## [Stored data entries]
-- Begin --
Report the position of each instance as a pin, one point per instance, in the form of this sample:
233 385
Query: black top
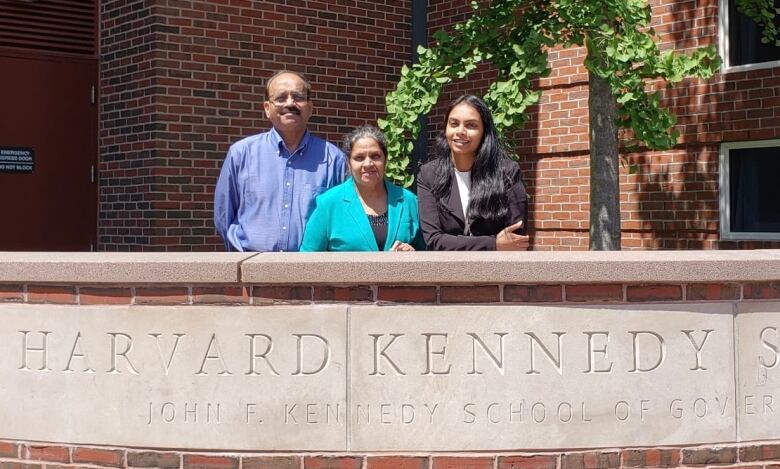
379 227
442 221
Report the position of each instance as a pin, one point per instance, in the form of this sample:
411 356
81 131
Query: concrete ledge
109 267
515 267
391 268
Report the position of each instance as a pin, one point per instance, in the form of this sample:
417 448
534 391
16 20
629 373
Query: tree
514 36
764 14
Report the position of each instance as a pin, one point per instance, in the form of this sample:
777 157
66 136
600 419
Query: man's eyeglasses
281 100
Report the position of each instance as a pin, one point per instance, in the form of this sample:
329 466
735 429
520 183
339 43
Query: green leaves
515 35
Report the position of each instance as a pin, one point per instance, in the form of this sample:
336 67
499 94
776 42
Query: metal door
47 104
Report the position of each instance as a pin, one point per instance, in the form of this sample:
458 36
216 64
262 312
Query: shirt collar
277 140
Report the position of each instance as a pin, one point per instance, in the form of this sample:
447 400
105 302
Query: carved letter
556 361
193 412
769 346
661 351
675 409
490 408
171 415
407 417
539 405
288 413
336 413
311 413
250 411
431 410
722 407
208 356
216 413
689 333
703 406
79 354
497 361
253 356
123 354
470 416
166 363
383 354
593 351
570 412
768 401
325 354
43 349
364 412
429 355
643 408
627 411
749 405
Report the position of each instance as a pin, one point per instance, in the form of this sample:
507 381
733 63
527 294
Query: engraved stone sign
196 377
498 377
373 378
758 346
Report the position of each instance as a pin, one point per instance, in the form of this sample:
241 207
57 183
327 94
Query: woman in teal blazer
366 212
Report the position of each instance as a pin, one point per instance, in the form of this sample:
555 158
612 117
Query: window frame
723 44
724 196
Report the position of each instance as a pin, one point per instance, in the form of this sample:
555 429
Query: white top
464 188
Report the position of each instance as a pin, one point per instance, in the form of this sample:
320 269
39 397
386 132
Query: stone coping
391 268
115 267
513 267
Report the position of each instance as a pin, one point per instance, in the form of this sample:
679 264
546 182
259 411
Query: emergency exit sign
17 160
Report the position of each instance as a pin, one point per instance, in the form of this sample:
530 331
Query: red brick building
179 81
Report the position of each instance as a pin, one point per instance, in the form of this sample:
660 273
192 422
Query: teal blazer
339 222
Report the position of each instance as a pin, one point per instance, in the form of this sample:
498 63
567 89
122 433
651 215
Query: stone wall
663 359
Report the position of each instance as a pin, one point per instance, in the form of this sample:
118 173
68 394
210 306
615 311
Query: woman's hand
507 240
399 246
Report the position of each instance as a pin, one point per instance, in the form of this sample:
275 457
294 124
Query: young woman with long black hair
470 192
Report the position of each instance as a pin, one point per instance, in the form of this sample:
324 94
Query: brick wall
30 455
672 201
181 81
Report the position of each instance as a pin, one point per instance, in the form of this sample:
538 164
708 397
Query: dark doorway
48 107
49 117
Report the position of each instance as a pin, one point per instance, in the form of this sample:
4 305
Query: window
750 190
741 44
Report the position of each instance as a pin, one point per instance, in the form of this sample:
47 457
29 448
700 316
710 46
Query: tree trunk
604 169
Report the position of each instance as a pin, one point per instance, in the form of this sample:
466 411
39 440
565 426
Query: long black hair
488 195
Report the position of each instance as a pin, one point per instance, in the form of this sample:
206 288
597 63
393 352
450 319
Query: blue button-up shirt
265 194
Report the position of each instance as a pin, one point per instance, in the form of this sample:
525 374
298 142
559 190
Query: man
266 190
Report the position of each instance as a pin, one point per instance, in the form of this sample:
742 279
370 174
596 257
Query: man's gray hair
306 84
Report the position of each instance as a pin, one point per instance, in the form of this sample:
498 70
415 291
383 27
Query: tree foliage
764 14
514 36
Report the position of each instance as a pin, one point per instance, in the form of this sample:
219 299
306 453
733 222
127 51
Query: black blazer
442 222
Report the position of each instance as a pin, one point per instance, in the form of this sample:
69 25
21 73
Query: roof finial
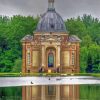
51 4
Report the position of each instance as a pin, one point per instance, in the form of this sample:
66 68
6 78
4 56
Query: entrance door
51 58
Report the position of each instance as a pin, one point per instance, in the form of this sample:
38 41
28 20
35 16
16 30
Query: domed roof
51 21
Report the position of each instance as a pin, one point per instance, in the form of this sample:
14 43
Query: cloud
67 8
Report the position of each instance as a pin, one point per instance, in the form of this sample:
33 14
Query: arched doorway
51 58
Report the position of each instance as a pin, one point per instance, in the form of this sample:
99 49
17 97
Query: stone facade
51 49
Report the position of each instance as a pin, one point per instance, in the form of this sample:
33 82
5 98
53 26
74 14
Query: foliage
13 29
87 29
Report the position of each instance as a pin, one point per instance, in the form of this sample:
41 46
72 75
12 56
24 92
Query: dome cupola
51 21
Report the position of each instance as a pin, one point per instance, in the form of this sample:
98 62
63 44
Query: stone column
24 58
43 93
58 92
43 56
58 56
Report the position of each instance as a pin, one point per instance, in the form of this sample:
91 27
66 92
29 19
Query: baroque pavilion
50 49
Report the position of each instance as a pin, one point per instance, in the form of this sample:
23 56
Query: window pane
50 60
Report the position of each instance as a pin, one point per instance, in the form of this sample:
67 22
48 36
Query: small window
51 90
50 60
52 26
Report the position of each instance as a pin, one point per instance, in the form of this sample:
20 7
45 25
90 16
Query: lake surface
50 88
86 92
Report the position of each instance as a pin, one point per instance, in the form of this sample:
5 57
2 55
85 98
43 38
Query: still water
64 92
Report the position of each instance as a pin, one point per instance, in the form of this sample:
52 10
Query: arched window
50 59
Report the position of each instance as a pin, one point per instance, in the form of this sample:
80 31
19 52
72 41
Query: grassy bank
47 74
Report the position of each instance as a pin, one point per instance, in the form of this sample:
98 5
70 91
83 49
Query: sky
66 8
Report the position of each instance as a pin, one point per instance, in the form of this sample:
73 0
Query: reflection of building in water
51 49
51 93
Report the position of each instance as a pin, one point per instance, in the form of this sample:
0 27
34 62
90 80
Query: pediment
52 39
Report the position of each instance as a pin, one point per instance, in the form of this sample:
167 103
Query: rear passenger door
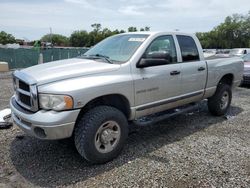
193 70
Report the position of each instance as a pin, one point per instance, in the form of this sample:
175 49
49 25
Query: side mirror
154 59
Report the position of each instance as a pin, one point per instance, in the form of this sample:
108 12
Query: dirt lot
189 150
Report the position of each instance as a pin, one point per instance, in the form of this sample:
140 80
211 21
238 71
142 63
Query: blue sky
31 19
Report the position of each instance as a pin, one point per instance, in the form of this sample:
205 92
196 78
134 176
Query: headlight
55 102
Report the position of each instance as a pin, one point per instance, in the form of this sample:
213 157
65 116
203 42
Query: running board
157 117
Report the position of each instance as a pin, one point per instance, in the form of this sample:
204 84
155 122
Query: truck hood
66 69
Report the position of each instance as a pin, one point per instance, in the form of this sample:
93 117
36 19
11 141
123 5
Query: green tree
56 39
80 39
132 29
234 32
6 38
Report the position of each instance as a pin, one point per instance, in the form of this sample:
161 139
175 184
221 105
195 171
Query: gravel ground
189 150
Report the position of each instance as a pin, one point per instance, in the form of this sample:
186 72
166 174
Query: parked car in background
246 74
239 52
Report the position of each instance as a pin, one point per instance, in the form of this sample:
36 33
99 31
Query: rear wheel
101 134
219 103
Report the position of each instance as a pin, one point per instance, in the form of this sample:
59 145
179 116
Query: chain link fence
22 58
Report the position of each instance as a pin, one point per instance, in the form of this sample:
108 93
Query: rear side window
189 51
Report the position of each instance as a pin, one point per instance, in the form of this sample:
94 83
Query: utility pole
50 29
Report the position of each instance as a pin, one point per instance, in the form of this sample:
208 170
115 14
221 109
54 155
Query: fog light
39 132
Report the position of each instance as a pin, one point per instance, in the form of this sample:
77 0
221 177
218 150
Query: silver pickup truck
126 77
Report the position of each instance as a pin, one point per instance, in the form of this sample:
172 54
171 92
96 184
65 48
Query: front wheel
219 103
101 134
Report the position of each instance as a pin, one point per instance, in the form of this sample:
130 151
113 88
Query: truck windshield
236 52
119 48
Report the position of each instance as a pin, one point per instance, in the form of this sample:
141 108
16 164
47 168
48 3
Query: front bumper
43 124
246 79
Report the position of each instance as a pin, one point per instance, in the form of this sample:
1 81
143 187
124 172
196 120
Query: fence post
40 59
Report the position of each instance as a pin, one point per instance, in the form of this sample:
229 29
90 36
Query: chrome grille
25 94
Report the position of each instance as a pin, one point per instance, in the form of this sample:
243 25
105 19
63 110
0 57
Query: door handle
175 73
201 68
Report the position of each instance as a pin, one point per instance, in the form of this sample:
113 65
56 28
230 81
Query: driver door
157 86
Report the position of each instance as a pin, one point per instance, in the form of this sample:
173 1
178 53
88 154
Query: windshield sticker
-- End --
## [Aim]
Show every line of the entries above that contains the word "black".

## [Solved exercise]
Query: black top
Query: young woman with long black hair
Query: long black hair
Query: black blazer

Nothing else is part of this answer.